_Your instructions_. Output every line of the items below as one numbered list, skipping any blank lines.

_Exercise material_.

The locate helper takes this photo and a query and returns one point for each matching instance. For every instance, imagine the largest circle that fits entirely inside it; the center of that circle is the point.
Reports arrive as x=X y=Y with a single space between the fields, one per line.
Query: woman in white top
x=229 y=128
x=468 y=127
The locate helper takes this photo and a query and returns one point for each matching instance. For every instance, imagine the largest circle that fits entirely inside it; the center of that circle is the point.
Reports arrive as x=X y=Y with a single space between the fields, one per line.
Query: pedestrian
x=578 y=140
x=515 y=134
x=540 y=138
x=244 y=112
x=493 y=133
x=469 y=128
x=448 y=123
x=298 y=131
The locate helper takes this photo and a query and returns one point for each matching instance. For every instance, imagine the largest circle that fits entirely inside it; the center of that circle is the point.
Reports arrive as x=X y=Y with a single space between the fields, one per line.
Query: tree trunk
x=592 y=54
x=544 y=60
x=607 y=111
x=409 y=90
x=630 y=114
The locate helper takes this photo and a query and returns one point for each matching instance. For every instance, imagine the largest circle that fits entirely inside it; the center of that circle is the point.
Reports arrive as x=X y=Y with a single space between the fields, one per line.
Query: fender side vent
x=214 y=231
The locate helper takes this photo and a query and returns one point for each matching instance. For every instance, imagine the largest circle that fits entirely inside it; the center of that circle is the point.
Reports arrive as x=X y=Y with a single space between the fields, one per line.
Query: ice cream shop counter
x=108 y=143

_Response_.
1. The locate helper takes this photo and a query and returns one point for each matching instance. For every instance, imagine the largest circle that fits entirely inside it; the center of that circle is the point.
2. Reports arrive as x=X y=Y with a single space between the fields, one per line.
3. Query: woman in white top
4. x=229 y=128
5. x=468 y=127
6. The locate helper takes this photo and a query and returns one point for each matching instance. For every instance, imagine the largest circle that fits entirely inside it; the center of that circle is the point.
7. Reports arrive as x=X y=Y with a single space between the fields, one per line.
8. Query: pedestrian
9. x=578 y=140
10. x=515 y=134
11. x=540 y=138
12. x=244 y=112
13. x=493 y=133
14. x=469 y=128
15. x=448 y=123
16. x=298 y=131
17. The locate helper takes this photo and a query and returns one point for each matching instance. For every instance, imagine the largest circle that fits entirely inside it; the center of that circle is the point.
18. Reports arrive as x=X y=Y with a single space between the fields, one per line.
19. Query: tree trunk
20. x=592 y=54
21. x=544 y=60
22. x=607 y=111
23. x=409 y=90
24. x=630 y=114
25. The locate helper takes this photo and a query and returns one point for each matching instance. For every instance, imagine the largest circle that fits entirely inside it; the center of that circle is the point.
26. Reports arrive as x=X y=Y with a single space between the fields, one per line.
27. Query: fender side vent
28. x=214 y=231
29. The locate helper takes this photo and a query and returns one point for each matching instance. For every instance, imagine the largest circle that fits entirely inside it; the center of that circle is the point.
30. Reports arrive as x=X y=Y with a single space between the fields, one per line.
31. Query: ice cream shop counter
32. x=108 y=143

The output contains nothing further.